→ **CONSIGNE**: Dans le texte présenté ci-dessous, relevez toutes les villes citées pour illustrer des projets d'aménagement.

→ **TEXTE PRÉSENTÉ**:
_____

S'appuyer sur l'identité du territoire

Aujourd’hui, "on voit bien la diversité des solutions" envisagées, a encore exposé Hélène Peskine. A Dreux, un entrepôt industriel avait déjà été transformé en scène culturelle ; la ville souhaite aujourd’hui se concentrer sur ce quartier pour le requalifier. A Louviers, une ancienne gendarmerie située en centre-ville fait actuellement l’objet d’une négociation avec le conseil départemental pour créer un écoquartier. Poitiers à un projet "très ambitieux" de micro-lotissements construits dans les dents creuses. Epernay possède "un espace assez peu occupé en cœur de village". Tous ces exemples sont "très représentatifs de ce que l’on peut donner à voir", a insisté Hélène Peskine, rappelant que l’objectif du programme est de "voir de façon positive la lutte contre l’étalement urbain", alors que le zéro artificialisation nette est "souvent vu de façon défensive". Preuve en est la vive réaction suscitée par les déclarations récentes de la ministre du Logement Emmanuelle Wargon sur la "maison individuelle".

_____

→ **DONNÉES FOURNIES**:
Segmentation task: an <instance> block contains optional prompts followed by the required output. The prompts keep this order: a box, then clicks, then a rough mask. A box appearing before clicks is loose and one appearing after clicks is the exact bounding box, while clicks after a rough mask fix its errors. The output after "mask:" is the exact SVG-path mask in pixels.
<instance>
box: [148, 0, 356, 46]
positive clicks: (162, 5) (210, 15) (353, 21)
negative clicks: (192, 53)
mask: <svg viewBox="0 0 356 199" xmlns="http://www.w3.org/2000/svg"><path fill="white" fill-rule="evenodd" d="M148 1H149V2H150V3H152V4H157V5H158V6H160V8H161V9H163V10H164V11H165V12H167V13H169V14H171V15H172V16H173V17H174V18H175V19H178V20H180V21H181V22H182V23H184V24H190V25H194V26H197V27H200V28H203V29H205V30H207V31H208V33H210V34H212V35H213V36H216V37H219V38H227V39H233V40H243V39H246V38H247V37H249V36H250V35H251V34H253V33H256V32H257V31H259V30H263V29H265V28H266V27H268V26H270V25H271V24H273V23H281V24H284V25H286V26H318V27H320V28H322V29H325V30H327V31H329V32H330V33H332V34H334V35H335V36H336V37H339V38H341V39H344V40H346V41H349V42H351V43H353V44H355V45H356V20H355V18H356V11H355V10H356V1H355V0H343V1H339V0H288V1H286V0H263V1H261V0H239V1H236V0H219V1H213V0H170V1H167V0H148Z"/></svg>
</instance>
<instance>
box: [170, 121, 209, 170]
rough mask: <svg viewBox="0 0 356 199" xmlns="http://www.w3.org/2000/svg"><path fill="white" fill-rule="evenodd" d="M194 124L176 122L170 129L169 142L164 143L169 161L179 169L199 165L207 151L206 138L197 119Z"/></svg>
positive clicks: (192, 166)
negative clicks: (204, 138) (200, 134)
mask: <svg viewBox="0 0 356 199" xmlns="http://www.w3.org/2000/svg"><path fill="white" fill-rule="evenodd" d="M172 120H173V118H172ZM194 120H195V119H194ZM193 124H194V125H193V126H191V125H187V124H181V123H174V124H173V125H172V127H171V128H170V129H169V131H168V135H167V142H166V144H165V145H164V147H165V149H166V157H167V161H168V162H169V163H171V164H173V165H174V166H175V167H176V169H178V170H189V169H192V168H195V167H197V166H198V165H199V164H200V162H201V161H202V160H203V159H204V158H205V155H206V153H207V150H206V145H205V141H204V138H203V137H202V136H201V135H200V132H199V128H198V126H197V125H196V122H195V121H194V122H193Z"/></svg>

_____

→ **RÉPONSE**: Dreux, Louviers, Poitiers, Epernay